PROVIDED INFORMATION:

====

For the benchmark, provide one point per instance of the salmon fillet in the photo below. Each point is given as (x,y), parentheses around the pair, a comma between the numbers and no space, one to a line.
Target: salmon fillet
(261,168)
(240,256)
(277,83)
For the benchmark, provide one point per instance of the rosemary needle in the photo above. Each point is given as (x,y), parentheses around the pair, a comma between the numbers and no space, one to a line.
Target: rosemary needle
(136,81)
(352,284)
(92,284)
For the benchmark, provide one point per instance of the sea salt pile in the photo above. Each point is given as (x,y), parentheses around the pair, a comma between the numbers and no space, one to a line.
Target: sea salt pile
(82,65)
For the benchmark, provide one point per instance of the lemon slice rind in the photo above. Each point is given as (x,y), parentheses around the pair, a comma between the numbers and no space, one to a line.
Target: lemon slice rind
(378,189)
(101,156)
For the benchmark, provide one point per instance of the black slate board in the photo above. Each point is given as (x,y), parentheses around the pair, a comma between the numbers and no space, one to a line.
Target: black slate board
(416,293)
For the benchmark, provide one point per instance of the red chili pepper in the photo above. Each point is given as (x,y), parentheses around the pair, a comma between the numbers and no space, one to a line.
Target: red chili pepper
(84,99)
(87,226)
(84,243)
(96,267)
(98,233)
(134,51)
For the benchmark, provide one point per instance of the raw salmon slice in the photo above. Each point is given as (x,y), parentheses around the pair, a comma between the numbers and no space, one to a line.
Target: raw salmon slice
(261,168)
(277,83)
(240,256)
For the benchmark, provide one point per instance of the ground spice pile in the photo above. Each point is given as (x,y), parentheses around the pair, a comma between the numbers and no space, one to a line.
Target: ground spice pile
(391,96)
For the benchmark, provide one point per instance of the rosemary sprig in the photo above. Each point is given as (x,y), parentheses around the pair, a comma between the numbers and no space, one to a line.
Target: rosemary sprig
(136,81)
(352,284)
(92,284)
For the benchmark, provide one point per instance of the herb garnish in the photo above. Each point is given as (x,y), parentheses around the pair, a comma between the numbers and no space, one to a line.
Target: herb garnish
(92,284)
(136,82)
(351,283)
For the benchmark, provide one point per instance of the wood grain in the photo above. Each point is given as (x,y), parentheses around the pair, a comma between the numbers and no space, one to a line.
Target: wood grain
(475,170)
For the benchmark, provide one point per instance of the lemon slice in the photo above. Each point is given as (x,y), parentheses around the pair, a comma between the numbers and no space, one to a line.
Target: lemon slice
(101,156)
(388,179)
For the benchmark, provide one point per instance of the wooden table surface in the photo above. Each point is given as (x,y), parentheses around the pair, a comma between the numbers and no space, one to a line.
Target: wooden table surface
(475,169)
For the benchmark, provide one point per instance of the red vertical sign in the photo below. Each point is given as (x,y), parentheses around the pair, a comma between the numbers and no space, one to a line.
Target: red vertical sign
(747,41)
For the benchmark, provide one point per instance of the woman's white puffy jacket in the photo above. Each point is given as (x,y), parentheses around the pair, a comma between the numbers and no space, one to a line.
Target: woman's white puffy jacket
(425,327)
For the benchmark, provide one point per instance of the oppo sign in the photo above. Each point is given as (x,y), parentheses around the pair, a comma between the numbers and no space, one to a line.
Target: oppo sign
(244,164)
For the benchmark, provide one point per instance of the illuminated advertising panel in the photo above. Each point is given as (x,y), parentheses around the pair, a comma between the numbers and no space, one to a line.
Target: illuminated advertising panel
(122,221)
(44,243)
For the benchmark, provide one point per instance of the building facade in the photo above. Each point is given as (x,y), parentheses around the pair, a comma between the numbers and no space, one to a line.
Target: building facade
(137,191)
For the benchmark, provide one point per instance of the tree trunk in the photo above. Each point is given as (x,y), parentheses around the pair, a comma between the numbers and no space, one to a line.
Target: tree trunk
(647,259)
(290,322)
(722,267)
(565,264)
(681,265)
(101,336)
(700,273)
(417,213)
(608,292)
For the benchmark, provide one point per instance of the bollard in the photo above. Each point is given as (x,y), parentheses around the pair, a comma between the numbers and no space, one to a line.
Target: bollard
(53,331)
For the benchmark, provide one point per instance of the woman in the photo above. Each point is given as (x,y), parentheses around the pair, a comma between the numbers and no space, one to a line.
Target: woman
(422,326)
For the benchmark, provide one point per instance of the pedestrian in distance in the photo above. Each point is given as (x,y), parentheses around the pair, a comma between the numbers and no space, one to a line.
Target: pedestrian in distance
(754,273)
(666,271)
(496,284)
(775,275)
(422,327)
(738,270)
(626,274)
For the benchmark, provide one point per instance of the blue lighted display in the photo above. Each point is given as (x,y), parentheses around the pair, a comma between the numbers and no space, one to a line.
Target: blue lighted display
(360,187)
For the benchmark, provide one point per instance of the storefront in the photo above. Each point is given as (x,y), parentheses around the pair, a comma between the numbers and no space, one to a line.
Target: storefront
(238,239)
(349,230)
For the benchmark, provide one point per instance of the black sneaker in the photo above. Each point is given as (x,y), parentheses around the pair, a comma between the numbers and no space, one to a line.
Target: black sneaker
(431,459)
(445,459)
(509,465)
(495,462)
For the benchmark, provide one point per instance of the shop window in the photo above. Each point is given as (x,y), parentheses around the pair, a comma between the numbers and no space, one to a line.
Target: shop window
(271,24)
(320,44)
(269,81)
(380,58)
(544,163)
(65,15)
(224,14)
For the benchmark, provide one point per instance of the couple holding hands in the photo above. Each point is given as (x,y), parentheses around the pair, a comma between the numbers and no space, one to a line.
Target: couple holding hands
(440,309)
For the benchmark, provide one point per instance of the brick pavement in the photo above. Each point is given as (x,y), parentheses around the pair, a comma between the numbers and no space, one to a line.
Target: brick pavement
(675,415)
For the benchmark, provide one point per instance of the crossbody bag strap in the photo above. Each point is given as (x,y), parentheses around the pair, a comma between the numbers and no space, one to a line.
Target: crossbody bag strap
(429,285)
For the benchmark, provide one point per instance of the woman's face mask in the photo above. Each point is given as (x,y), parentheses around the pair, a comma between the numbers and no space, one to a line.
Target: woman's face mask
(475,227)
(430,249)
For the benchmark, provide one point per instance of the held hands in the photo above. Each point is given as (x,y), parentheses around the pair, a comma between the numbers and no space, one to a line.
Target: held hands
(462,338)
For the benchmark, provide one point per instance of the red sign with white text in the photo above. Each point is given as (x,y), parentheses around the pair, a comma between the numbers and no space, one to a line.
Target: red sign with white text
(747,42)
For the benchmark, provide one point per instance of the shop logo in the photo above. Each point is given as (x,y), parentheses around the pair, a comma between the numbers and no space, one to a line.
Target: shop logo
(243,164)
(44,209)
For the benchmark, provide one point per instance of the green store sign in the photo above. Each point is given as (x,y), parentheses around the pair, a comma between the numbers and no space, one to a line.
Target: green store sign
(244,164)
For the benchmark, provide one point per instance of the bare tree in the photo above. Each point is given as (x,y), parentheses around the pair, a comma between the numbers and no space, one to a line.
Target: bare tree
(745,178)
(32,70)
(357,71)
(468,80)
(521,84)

====

WHAT TO DO:
Rewrite the records from the line containing "For the benchmark, provide one point per instance of the bare" through the end of the records, requests included. Add -125 to every point coordinate in the answers and leave the requests unchanged.

EXERCISE RESULT:
For the benchmark, provide one point per instance of the bare tree in the photo above. Each point is given as (x,y), parentheses around the pair, a comma between the numbers and no space, one to a line.
Target: bare tree
(620,53)
(-93,-55)
(232,-54)
(343,-45)
(396,-41)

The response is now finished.